Guest Blog

Well spring seems to be coming early this year.  So early in fact we have gone on a motorcycle without having to bundle up like an Eskimo going for no tan lines.   Which brings me to a very poor transition to my guest blog.  My husband has a blog that you can view here, but I love this one about the secret motorcycle handshake.  I hope you enjoy, or at the very least become empathetic to how randomly strange my life must be married to Tim. 

The bikers guide to the secret handshake.

Every society, weather it be secret or not, has a certain expected ritual in which individuals identify themselves with that particular society. In the office world, it has a form of “Casual Fridays”, In the Party School Fraternity, it looks more like a upside-down beer chugging contest. Whatever society you are a part of, there are rituals, regardless if you know it or not!

Bikers beware, what I am about to share has been passed down from generation to generation, unknowingly through time. It is a truth that will awaken the realization to others that bikers, although they work hard to communicate their solidarity, are actually one of “Them”… A part of the “In” crowd (please don’t egg my house or throw rotten fish at my windows, you know that its true).

Just like the frat boys of old, or the Illuminati… The secrets in the handshake (or beer guzzle if you prefer).

**EXERCISES TO COMPLETE**
1) Please reproduce the guest blog from "The bikers guide" up to and including "know it or not!".
2) Summarize the guest blog in two sentences.
The material after this point comes from a different source than the guest blog.

**RECORD SET**
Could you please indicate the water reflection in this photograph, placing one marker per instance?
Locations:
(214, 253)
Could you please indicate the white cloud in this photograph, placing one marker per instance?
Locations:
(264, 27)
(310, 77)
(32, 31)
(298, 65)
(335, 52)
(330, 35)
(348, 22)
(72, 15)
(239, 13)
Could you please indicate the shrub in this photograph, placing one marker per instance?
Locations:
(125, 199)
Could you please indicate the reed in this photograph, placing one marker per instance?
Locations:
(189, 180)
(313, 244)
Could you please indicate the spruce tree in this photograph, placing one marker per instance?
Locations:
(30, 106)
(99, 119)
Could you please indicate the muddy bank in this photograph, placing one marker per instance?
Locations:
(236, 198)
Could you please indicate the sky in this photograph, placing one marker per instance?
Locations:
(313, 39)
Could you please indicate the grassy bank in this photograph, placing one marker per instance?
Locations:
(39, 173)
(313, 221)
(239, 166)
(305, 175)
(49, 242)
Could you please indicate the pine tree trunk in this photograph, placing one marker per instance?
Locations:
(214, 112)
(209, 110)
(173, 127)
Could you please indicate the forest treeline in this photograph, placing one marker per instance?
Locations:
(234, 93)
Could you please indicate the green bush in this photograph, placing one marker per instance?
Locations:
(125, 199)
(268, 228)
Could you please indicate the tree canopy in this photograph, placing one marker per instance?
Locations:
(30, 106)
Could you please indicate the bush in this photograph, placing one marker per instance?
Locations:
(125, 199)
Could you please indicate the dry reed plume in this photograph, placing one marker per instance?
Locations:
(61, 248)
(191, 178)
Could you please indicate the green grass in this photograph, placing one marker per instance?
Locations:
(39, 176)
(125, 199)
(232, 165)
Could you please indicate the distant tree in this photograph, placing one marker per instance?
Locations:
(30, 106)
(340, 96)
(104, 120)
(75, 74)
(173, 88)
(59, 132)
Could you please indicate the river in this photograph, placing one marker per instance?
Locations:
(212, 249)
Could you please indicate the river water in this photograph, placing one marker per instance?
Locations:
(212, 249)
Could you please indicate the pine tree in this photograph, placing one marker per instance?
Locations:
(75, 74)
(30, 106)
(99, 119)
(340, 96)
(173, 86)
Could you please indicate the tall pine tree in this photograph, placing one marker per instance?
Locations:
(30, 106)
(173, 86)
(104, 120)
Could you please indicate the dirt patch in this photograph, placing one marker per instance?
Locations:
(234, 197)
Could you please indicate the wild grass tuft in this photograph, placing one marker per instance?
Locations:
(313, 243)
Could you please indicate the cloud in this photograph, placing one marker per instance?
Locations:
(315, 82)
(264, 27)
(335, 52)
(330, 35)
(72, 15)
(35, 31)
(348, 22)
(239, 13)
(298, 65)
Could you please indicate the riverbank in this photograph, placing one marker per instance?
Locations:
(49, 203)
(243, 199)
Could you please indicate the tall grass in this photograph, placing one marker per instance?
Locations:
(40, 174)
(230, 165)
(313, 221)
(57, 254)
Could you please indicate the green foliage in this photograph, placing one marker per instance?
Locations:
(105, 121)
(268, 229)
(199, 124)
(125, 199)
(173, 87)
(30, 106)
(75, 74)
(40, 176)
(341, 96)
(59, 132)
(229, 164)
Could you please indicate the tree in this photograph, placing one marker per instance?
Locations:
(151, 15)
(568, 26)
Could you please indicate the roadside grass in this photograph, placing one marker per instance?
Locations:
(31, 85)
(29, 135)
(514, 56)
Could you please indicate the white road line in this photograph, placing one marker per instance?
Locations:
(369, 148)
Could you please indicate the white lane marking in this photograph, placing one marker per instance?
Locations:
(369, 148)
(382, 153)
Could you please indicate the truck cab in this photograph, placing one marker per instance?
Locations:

**RESPONSES IN ORDER**
1)
The bikers guide to the secret handshake.

Every society, weather it be secret or not, has a certain expected ritual in which individuals identify themselves with that particular society. In the office world, it has a form of “Casual Fridays”, In the Party School Fraternity, it looks more like a upside-down beer chugging contest. Whatever society you are a part of, there are rituals, regardless if you know it or not!

2) With spring arriving early enough to ride a motorcycle without bundling up, the writer introduces a post by the writer's husband, Tim, about the secret motorcycle handshake. That post says every society has rituals that identify its members, and it claims that bikers, although they work hard to show solidarity, are part of the "In" crowd with a secret handshake, like frat boys or the Illuminati.